▶ _TO BE DONE_
Turn the listing below into a JSON array of strings, one per line, leaving out blank lines.

▶ _DATASET RECORDS_
● ● ●

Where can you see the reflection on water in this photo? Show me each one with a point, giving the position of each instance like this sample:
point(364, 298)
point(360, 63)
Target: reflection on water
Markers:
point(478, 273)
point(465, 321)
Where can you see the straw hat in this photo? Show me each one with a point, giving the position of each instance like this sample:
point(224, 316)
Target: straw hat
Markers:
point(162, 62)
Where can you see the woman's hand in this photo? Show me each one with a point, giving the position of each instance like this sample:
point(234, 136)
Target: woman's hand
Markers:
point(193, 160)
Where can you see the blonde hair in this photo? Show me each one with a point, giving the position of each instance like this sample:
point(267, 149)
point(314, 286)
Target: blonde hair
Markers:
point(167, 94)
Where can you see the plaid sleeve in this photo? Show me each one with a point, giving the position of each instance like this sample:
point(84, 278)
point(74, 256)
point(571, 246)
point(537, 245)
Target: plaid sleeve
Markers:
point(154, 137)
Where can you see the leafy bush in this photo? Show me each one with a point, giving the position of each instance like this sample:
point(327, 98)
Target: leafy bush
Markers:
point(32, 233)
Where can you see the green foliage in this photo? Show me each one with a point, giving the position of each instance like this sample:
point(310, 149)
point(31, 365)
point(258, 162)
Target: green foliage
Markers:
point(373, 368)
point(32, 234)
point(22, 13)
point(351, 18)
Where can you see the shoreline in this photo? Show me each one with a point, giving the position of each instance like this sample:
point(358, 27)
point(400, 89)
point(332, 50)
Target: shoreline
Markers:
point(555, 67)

● ● ●

▶ _FULL OUTPUT_
[
  "Where can you see the reflection on water in this photo? Show me each one with a point, giving the position of each instance like this sample:",
  "point(364, 298)",
  "point(360, 63)",
  "Target: reflection on water",
  "Markers:",
  "point(478, 273)",
  "point(465, 321)",
  "Where can you see the straw hat in this photo? Show me each one with a point, giving the position of each instance like this sample:",
  "point(224, 316)",
  "Target: straw hat",
  "Markers:",
  "point(162, 62)",
  "Where can you see the woman's hand in this photo? Show me each one with a point, giving the position of each instance like this sample:",
  "point(234, 136)",
  "Target: woman's hand",
  "Markers:",
  "point(193, 160)",
  "Where can you see the blonde hair in this photo? Show me each one with a point, giving the position of each instance like this sample:",
  "point(267, 149)",
  "point(314, 286)",
  "Target: blonde hair",
  "Markers:",
  "point(167, 94)",
  "Where can you see the plaid sleeve in this photo? Show me each one with a point, giving the position of each instance like this sample:",
  "point(84, 278)",
  "point(74, 256)",
  "point(571, 246)",
  "point(537, 245)",
  "Target: plaid sleeve",
  "Markers:",
  "point(154, 137)",
  "Where can you see the leafy bush in this photo? Show me each one with a point, giving the position of each instance like this sample:",
  "point(327, 98)",
  "Target: leafy bush",
  "Markers:",
  "point(32, 233)",
  "Where can you see the green foliage in this photo? Show me each one with a point, giving the position of each instance like this sample:",
  "point(310, 149)",
  "point(31, 365)",
  "point(258, 162)",
  "Target: green foliage",
  "Markers:",
  "point(373, 368)",
  "point(32, 234)",
  "point(22, 13)",
  "point(351, 18)",
  "Where can you see the shoreline in this photo? Show me each one with a point, giving the position of each instance like this sample:",
  "point(358, 27)",
  "point(400, 89)",
  "point(332, 50)",
  "Target: shoreline",
  "Markers:",
  "point(555, 67)"
]